Copy the stretch of items from the start through the line containing "[[239, 278, 340, 415]]", keeping each request unchanged. Scale every bounding-box coordinate in the answers by 0.7 and round it to a whole number, with halves rounded up.

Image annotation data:
- - -

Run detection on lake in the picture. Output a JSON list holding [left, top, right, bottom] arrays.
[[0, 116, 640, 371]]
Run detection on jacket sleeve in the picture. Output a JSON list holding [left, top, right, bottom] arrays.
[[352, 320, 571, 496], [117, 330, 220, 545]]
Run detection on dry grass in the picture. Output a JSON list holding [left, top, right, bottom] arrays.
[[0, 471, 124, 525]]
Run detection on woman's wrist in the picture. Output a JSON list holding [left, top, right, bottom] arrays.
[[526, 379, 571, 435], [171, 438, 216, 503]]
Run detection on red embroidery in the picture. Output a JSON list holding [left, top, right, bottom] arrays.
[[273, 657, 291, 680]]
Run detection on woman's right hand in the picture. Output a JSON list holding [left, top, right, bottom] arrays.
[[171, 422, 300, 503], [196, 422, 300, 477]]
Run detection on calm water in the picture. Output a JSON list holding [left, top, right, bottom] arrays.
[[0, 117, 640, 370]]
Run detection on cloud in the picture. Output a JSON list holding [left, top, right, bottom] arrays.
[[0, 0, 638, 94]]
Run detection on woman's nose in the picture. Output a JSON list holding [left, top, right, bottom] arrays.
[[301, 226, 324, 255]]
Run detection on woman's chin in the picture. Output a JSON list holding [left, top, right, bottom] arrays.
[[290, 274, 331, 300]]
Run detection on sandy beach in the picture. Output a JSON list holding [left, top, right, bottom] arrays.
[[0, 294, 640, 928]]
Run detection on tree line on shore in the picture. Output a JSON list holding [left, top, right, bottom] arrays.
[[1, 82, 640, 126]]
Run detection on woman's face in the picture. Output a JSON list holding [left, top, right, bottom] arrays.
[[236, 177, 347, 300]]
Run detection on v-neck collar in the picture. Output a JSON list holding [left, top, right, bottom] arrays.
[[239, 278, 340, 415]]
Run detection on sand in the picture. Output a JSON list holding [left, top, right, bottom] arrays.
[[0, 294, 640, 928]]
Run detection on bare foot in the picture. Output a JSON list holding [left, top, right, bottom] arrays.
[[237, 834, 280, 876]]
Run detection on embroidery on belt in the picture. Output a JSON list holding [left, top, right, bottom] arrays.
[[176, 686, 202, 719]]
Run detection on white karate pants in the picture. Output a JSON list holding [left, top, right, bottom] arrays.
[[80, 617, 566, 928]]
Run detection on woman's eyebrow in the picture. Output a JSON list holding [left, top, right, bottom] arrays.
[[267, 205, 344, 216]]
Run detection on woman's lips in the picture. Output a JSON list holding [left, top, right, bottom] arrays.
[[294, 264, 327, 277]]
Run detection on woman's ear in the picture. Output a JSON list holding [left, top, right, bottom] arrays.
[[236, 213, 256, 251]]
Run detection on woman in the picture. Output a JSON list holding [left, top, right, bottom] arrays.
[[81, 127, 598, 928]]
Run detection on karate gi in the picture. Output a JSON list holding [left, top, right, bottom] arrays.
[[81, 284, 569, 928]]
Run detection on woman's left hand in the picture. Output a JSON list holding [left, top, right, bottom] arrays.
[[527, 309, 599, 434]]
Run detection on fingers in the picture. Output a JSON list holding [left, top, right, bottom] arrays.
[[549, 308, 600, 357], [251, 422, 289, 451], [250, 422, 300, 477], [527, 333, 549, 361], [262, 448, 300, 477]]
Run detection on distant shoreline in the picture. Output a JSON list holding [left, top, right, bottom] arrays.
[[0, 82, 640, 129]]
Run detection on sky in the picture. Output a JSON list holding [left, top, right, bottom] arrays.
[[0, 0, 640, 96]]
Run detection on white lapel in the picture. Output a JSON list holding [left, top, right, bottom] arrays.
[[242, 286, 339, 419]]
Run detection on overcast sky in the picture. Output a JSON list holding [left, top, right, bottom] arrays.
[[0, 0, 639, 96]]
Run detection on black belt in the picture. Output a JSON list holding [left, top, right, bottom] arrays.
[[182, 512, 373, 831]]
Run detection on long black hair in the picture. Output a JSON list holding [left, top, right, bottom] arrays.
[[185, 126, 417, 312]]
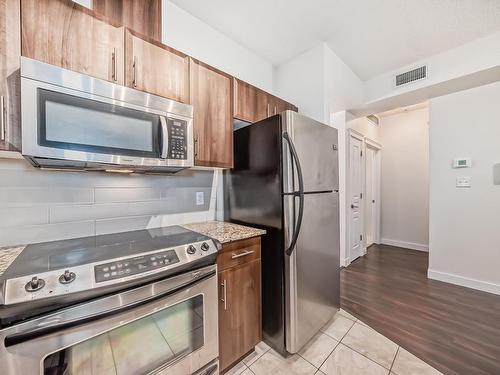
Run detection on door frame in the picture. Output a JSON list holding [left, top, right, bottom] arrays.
[[342, 129, 366, 267], [363, 137, 382, 250], [341, 129, 382, 267]]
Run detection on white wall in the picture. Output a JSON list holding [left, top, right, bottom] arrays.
[[429, 82, 500, 294], [274, 43, 363, 266], [0, 159, 217, 247], [274, 43, 329, 123], [347, 117, 380, 143], [162, 0, 273, 92], [380, 107, 429, 251], [274, 43, 363, 124], [364, 32, 500, 111]]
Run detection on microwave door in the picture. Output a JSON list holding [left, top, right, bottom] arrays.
[[160, 116, 168, 159]]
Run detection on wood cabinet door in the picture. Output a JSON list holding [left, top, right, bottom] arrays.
[[92, 0, 162, 42], [219, 259, 262, 370], [125, 30, 189, 103], [0, 0, 21, 151], [233, 78, 297, 122], [21, 0, 124, 84], [189, 59, 233, 168], [233, 78, 267, 123]]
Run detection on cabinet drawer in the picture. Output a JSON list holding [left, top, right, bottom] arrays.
[[217, 237, 260, 271]]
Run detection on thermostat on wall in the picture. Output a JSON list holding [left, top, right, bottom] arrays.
[[453, 158, 472, 168]]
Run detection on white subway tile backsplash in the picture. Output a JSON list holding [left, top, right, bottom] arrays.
[[95, 188, 161, 203], [95, 215, 161, 235], [0, 187, 94, 207], [49, 203, 130, 223], [0, 158, 220, 247], [0, 221, 95, 246], [0, 206, 49, 228]]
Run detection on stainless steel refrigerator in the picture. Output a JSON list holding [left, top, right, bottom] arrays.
[[224, 111, 340, 354]]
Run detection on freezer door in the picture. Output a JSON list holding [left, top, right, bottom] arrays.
[[282, 111, 339, 192], [284, 192, 340, 353]]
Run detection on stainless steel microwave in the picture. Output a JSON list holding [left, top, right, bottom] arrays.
[[21, 58, 194, 173]]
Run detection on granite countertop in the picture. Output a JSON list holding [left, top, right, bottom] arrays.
[[182, 221, 266, 243], [0, 246, 25, 276], [0, 221, 266, 276]]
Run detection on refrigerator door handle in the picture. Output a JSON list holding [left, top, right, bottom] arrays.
[[283, 132, 304, 256]]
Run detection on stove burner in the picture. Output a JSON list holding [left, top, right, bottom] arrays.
[[0, 226, 220, 306]]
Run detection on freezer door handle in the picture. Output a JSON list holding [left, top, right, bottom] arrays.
[[283, 132, 304, 256]]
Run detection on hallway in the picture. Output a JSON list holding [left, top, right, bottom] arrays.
[[341, 245, 500, 375]]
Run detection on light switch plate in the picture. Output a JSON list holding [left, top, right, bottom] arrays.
[[196, 191, 205, 206], [457, 177, 470, 188], [493, 164, 500, 185], [453, 158, 472, 168]]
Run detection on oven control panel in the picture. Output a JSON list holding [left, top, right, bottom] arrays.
[[0, 239, 220, 305], [167, 118, 188, 160], [94, 250, 179, 283]]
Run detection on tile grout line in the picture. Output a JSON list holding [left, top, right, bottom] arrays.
[[340, 323, 399, 371], [310, 314, 356, 371], [389, 345, 401, 375]]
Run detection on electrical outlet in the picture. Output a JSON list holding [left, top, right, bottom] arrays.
[[196, 191, 205, 206], [456, 177, 470, 188]]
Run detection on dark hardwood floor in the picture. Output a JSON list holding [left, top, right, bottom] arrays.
[[340, 245, 500, 375]]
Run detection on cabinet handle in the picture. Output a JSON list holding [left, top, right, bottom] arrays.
[[194, 132, 199, 158], [111, 48, 118, 82], [0, 95, 5, 141], [231, 250, 255, 259], [132, 56, 137, 87], [220, 279, 227, 310]]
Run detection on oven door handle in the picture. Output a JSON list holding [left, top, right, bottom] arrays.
[[160, 116, 168, 159], [5, 266, 216, 347]]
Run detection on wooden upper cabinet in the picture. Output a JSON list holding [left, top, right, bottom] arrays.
[[21, 0, 124, 84], [125, 30, 189, 103], [0, 0, 21, 151], [92, 0, 162, 42], [233, 78, 298, 122], [189, 59, 233, 168], [233, 78, 267, 122]]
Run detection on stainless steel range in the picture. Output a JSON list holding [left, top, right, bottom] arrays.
[[0, 226, 220, 375]]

- - -

**Output:**
Run detection on lake in the picture. Output a JSON list holding [left, top, right, bottom] arrays.
[[0, 81, 448, 260]]
Run detection on jacket sleeve in the picture. Output a JSON list holding [left, top, right, bottom] arrays.
[[246, 224, 400, 347], [82, 231, 154, 382]]
Run detection on dry grass in the picture. Output a JSON list holding [left, top, right, bottom] arrays.
[[0, 330, 87, 368]]
Run detection on woman's wrist in the picture. Output a JSON list holding [left, top, right, bottom] arrays.
[[368, 265, 400, 305], [120, 307, 151, 352]]
Run detection on red embroidery in the picture. Output a JSON list holding [left, top, right, bottom] arrays.
[[191, 460, 204, 476]]
Run detection on woman's right hand in the picture. Output a JSON list holding [left, top, right, bottom] arrays.
[[120, 295, 210, 352], [137, 295, 210, 334]]
Run detection on calm water in the picture. Output a JSON list holding [left, top, right, bottom] arrays.
[[0, 82, 448, 259]]
Run detection on cloud in the picture. Output a JSON list holding [left, top, right, bottom] arrays.
[[0, 0, 447, 66]]
Run detection on woman's nose in the picture. Output a JSON list holding [left, top, right, bottom] arrays.
[[211, 158, 227, 179]]
Run detection on woman's chin in the picture. Output a JSON list holding [left, top, right, bottom] arrays.
[[203, 192, 232, 210]]
Run detection on sandy beach in the picture. Output a JSON list holding [left, top, right, bottom] arrays.
[[0, 206, 448, 650]]
Run detection on tree line on shore in the picture. Output a JSON list holding [left, top, right, bottom] arrays.
[[1, 57, 448, 88]]
Run detection on woman's face in the picture. Output a JSON list holding [left, top, right, bottom] arrays.
[[165, 124, 243, 210]]
Run detection on v-neck collar in the picture. Output a JSON list holding [left, top, right, bottom] arrays.
[[167, 195, 238, 291]]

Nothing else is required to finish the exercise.